To do:
Update the records that follow by changing every "sample" to "example" and leaving all other text unchanged. Omit the pictures from your answer.
+++ Data for processing +++
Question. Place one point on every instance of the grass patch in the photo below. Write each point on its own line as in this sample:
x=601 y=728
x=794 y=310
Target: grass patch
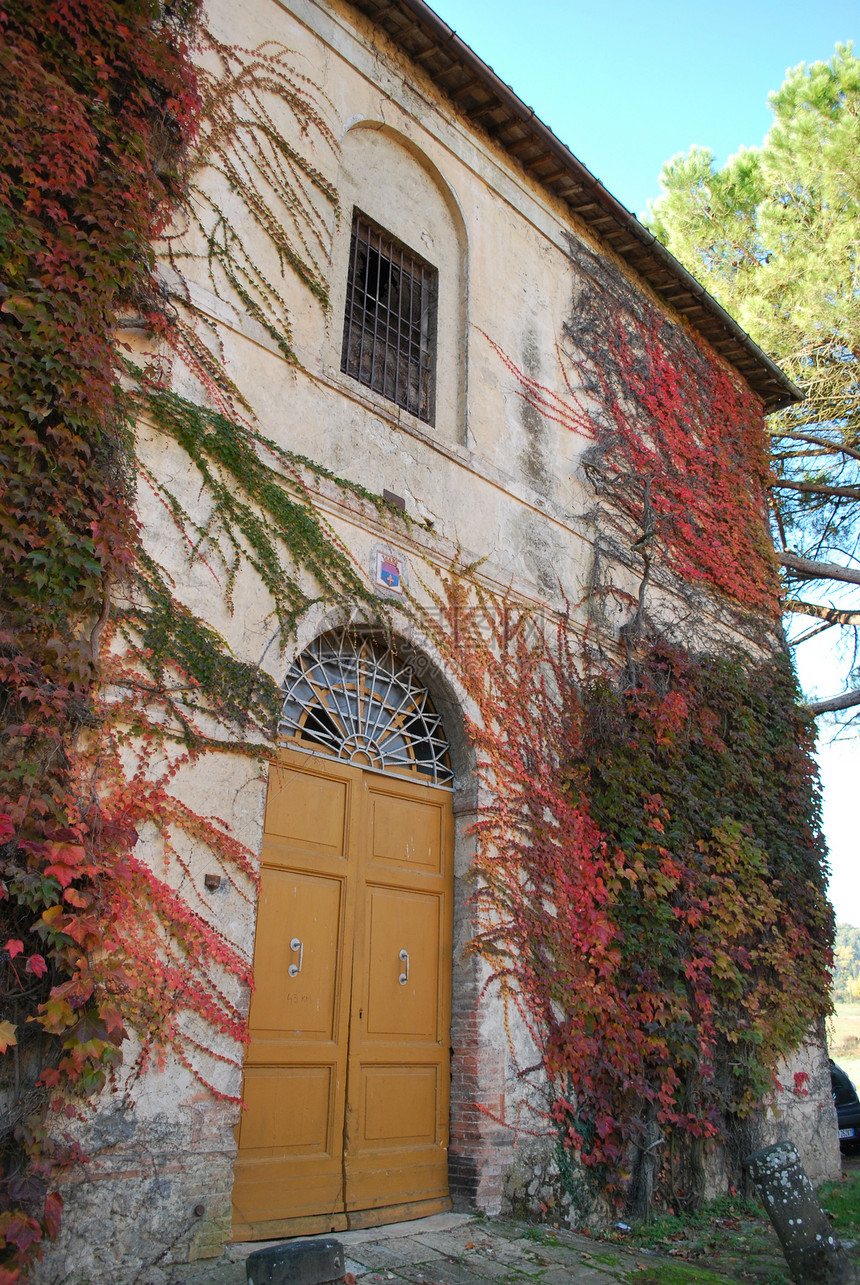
x=842 y=1203
x=680 y=1274
x=733 y=1236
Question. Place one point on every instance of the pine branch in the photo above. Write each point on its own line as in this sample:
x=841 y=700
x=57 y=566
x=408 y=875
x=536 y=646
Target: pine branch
x=825 y=613
x=847 y=700
x=805 y=568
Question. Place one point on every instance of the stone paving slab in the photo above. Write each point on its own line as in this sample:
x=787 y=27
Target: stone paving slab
x=450 y=1249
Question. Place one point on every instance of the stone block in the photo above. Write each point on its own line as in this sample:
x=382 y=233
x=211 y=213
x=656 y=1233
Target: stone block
x=298 y=1262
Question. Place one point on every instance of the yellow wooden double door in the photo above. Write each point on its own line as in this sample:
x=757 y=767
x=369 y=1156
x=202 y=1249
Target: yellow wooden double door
x=346 y=1080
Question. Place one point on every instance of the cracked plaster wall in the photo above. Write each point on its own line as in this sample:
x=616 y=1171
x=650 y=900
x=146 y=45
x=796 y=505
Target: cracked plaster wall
x=489 y=479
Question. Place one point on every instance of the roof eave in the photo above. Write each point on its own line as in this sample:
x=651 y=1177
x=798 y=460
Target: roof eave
x=486 y=100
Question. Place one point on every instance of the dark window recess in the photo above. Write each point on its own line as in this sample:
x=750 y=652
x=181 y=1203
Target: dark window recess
x=390 y=323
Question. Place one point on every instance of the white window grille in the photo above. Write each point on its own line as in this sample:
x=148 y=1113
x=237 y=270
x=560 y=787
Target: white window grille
x=356 y=699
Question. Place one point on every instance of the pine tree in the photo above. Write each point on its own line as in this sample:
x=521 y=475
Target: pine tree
x=775 y=237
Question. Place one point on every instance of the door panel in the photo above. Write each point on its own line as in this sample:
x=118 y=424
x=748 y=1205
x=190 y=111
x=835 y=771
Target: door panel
x=300 y=909
x=289 y=1168
x=396 y=1123
x=347 y=1072
x=403 y=924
+++
Output for this task:
Question. Place one point on every instance of the grass patch in the photo below. Write each point on its own line as in this example:
x=601 y=728
x=794 y=310
Target: grass patch
x=842 y=1203
x=680 y=1274
x=733 y=1236
Question. Place one point on every instance of the pine branch in the photo above. Write each point on its own line as in this example:
x=841 y=700
x=57 y=566
x=408 y=875
x=536 y=646
Target: pine branch
x=825 y=613
x=847 y=700
x=805 y=568
Question. Place one point on every instance of the stone paving slab in the photo above. Write each point on its own line as in this example:
x=787 y=27
Target: stone paving slab
x=450 y=1249
Question. Place one point on every instance of the stone block in the photo above. Write each point on its own line as in this example:
x=382 y=233
x=211 y=213
x=656 y=1233
Target: stone block
x=298 y=1262
Question. Place one point on every instance of the yellow wooden double door in the photo above. Write each point on its own line as in this example:
x=757 y=767
x=369 y=1156
x=202 y=1249
Target: yellow wooden double door
x=346 y=1080
Question. Place one point on every instance of the cracked plaster wall in the photo above. Write each point on its own line as in this example:
x=616 y=1171
x=650 y=900
x=146 y=45
x=796 y=505
Target: cracked plaster wall
x=489 y=479
Question. Place one point on every instance of the roof eave in the photo above. Write each point on its own line as in this example:
x=651 y=1177
x=798 y=460
Target: roof eave
x=486 y=100
Question. Place one point on every instance of the dark window recess in the photo above. Write each point on its own line as in this example:
x=750 y=652
x=181 y=1203
Target: dark window recess
x=390 y=323
Question. Place one point on every instance of the white window grille in the photo above. Write each point on its own line as in this example:
x=148 y=1113
x=237 y=270
x=560 y=787
Target: white window grille
x=356 y=699
Question. Place one point on every instance of the pine tree in the photo above. Write each point on its own line as in this example:
x=521 y=475
Target: pine tree
x=775 y=237
Question. Place one point on every instance of the door panel in the photo above. Write each point on its own line as in this example:
x=118 y=424
x=748 y=1205
x=190 y=111
x=835 y=771
Target: door panel
x=300 y=909
x=289 y=1168
x=396 y=1123
x=347 y=1072
x=403 y=924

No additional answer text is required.